* ARTICLE
Elmore Leonard published “Ten Rules of Writing” a few years ago. The book repackaged Leonard’s 2024 New York Times essay, “Easy on the Adverbs, Exclamation Points, and Especially Hooptedoodle”. Today, on the Word Count blog, Michael Lydon takes issue with Leonard’s rules. While admitting that eight out of the ten rules “are matters of personal taste or make some sloppy sense…” he demonstrates that Victor Hugo, Herman Melville, Anthony Trollope, Leo Tolstoy, Raymond Chandler and (modestly enough) Michael Lydon himself ignore two of Elmore Leonard’s rules to the benefit of readers everywhere. The broken rules?

  • 8. Avoid detailed descriptions of characters.
  • 9. Don’t go into great detail describing places and things.

I think I understand Lydon’s point. These rules are made to be broken. A few simple props, like a harpoon, or a parrot and an eye patch can make all the difference between Ahab and Long John Silver. Throw in a crocodile, a clock, and–well… a hook and you have a different sailor altogether. So I get it. We really do need a little detail about people, places and things. Except for that, Elmore Leonard’s rulz are dope. For example, number one,

Never open a book with weather. If it’s only to create atmosphere, and not a character’s reaction to the weather, you don’t want to go on too long. The reader is apt to leaf ahead look­ing for people. There are exceptions. If you happen to be Barry Lopez, who has more ways than an Eskimo to describe ice and snow in his book Arctic Dreams, you can do all the weather reporting you want.

* Entries from a dataset
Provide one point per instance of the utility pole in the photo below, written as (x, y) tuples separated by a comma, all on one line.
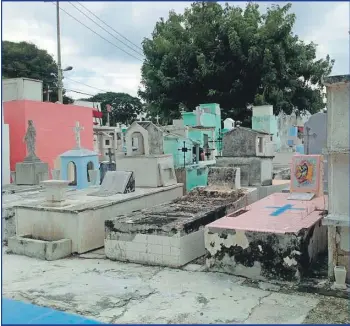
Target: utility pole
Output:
[(59, 72)]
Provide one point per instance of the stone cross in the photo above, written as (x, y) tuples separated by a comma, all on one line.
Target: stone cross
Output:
[(199, 113), (184, 150), (77, 130)]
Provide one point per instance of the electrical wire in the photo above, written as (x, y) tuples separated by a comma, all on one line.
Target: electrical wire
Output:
[(42, 74), (77, 20), (137, 52), (110, 27)]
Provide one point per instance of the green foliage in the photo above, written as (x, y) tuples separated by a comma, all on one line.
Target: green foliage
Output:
[(26, 60), (125, 107), (233, 57)]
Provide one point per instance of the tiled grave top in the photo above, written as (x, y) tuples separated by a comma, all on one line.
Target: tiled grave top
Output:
[(184, 215), (275, 214), (79, 201)]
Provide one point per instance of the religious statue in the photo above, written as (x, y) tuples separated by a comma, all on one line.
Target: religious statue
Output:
[(30, 139)]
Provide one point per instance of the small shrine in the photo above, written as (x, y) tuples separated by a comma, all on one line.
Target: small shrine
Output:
[(85, 164)]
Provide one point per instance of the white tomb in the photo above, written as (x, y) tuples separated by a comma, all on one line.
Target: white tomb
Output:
[(151, 167), (229, 124), (5, 152)]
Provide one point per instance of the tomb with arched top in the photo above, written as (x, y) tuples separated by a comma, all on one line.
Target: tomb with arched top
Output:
[(145, 156), (82, 161)]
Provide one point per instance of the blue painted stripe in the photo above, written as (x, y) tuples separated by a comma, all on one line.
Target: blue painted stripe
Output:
[(17, 312)]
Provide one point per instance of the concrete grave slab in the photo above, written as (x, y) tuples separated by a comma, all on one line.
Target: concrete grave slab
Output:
[(40, 248), (116, 182), (169, 234), (272, 238), (31, 173)]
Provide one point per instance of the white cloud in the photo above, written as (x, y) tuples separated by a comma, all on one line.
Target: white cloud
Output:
[(110, 75), (332, 35), (103, 64)]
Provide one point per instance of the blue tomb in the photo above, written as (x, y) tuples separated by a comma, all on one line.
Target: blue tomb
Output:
[(83, 160)]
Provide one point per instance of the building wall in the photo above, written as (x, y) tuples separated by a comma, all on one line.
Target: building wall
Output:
[(5, 155), (54, 127)]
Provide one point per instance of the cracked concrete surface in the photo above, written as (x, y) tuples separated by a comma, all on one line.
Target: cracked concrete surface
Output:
[(115, 292)]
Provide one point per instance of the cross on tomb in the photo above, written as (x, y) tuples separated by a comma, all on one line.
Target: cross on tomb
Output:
[(281, 209), (77, 130), (184, 150)]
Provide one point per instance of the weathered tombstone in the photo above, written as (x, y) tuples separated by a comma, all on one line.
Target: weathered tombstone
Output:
[(93, 174), (315, 139), (116, 182), (306, 177), (167, 174), (32, 170), (55, 174), (55, 191), (105, 167)]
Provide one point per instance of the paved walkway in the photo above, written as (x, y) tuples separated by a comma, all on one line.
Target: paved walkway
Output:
[(16, 312), (115, 292)]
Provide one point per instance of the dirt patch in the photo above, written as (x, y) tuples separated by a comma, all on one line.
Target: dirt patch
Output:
[(329, 310)]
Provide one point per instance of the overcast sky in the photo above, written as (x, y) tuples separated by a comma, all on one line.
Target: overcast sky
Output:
[(100, 64)]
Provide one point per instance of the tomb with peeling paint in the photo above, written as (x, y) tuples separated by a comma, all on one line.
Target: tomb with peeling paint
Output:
[(172, 234), (279, 236)]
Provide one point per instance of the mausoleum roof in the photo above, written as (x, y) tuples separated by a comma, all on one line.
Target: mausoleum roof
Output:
[(79, 152)]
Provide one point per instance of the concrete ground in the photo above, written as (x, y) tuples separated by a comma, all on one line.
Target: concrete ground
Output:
[(115, 292)]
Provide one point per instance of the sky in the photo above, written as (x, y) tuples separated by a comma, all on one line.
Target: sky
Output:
[(105, 67)]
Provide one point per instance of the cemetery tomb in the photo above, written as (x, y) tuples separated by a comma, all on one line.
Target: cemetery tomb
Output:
[(148, 161), (116, 182), (276, 237), (169, 234), (80, 217)]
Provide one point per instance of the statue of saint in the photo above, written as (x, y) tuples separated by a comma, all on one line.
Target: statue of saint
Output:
[(30, 139)]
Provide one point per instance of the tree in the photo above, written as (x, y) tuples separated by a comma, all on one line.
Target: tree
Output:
[(26, 60), (125, 107), (233, 57)]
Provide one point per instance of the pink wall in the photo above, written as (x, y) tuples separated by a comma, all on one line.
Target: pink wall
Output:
[(54, 128)]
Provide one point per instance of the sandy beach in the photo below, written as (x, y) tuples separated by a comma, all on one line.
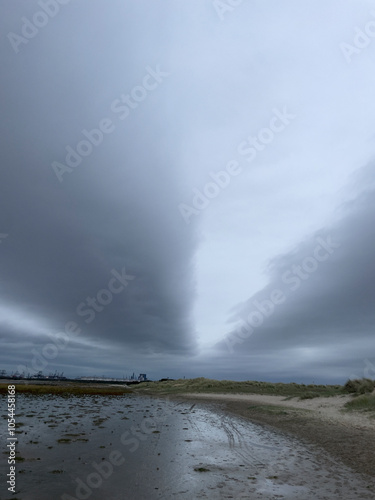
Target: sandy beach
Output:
[(349, 436), (192, 446)]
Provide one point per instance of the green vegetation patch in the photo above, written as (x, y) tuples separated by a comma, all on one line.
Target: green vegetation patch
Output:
[(204, 385), (359, 386), (365, 402)]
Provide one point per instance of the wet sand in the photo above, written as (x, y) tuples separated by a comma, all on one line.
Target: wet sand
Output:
[(348, 436), (140, 447)]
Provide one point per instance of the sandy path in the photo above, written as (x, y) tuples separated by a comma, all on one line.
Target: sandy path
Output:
[(329, 409)]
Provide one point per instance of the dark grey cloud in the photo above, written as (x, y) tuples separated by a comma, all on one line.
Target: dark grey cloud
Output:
[(115, 212), (323, 292), (174, 89)]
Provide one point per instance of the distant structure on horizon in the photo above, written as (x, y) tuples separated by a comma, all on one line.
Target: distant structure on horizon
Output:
[(60, 376)]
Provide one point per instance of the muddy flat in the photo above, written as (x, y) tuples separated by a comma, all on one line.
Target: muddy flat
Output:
[(140, 447)]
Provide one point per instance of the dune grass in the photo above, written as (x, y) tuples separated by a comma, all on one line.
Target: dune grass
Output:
[(204, 385), (364, 402), (67, 389)]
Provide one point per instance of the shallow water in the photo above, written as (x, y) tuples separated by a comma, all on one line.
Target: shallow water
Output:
[(136, 447)]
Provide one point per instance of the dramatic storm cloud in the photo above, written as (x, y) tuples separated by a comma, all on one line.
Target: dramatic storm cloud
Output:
[(187, 188)]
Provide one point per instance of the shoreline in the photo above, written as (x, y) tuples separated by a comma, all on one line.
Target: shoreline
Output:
[(348, 437)]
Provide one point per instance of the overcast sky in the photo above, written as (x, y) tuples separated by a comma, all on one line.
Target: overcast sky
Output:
[(187, 188)]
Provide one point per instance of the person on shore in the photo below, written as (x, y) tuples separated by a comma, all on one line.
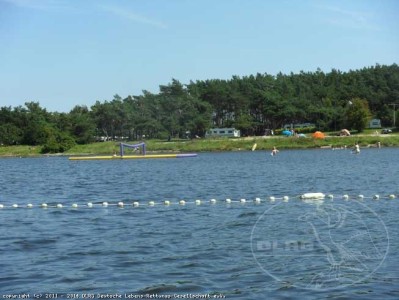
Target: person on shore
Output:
[(274, 151)]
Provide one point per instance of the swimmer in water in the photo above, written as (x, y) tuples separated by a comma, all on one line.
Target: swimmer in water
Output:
[(356, 150), (274, 151)]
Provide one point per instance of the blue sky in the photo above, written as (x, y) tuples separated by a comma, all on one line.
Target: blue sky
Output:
[(63, 53)]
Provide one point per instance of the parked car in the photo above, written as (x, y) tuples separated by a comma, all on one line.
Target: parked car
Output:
[(386, 131)]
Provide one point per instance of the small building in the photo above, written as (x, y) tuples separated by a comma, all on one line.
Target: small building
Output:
[(223, 132), (299, 125), (375, 123)]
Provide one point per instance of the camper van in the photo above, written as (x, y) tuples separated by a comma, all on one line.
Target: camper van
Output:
[(223, 132)]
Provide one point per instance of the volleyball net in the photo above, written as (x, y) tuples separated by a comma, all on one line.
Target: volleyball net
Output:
[(139, 146)]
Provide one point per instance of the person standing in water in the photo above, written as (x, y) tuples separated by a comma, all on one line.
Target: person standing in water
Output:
[(356, 150), (274, 151)]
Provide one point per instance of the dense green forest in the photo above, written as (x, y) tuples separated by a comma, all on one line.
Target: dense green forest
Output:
[(254, 103)]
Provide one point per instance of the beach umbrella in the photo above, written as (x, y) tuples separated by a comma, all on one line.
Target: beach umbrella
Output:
[(318, 135), (287, 133)]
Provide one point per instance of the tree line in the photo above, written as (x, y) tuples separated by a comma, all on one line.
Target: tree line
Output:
[(252, 104)]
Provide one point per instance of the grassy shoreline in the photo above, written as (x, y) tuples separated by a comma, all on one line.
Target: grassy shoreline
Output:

* REQUIREMENTS
A: Express the listing, from its first line through the line containing "[(42, 74), (77, 20), (137, 52), (110, 27)]", as a two-column CSV with the headers request and points. Give one row per request, with its text and its answer each in a single quoted field and line breaks turned into spaces, and leave the pictures out.
B: Write the next part of the piece on Elmore Leonard's writing rules, picking up after its last sentence.
The text and the listing are unrelated to each other.

* OUTPUTS
A:
request,points
"Provide one point per instance of the utility pole in the photo below, written as (x, y) tuples separated by a comma, all on one line. Target: utility pole Output:","[(59, 72)]"
"Provide one point per instance of the stone cross in the photo above, written as (x, y) tuples separated by a comma, all on one line. Target: stone cross Output:","[(199, 113), (184, 150), (77, 130)]"
"Provide one point per instance of the electrical wire in the photo above, written as (x, y) tuples separated by a comma, all on one line. Target: electrical wire Output:","[(42, 74), (77, 20), (137, 52), (110, 27)]"

B:
A few months ago Leonard’s rules served to introduce a lengthy feature in the Guardian, a compilation of lots of writers’ rules for writing. Margaret Atwood, Joyce Carol Oates, and Annie Proulx are among the dozens of contributors. The aggregation of advice is overwhelming. Some rules ring true (“Work on a computer that is disconnected from the internet.” — Zadie Smith); some are silly (“Do not place a photograph of your favourite author on your desk, especially if the author is one of the famous ones who committed suicide.” — Roddy Doyle); and some are simply self-serving and tedious (“Ted Hughes gave me this advice and it works wonders: record moments, fleeting impressions, overheard dialogue, your own sadnesses and bewilderments and joys.” — Michael Morpurgo).

Ultimately, we can each only write we know. But what we know changes moment by moment. We can learn as we go along, researching scant minutes before putting crayon to paper. Or we can make stuff up. The penalties for making stuff up vary by genre, of course; so too do the rewards. But, whether we have a deep and certain knowledge informing our scribbles or we simply wing it, it’s nice to have rules. We could do worse than leaving out most of the adverbs and almost all of the hooptedoodle.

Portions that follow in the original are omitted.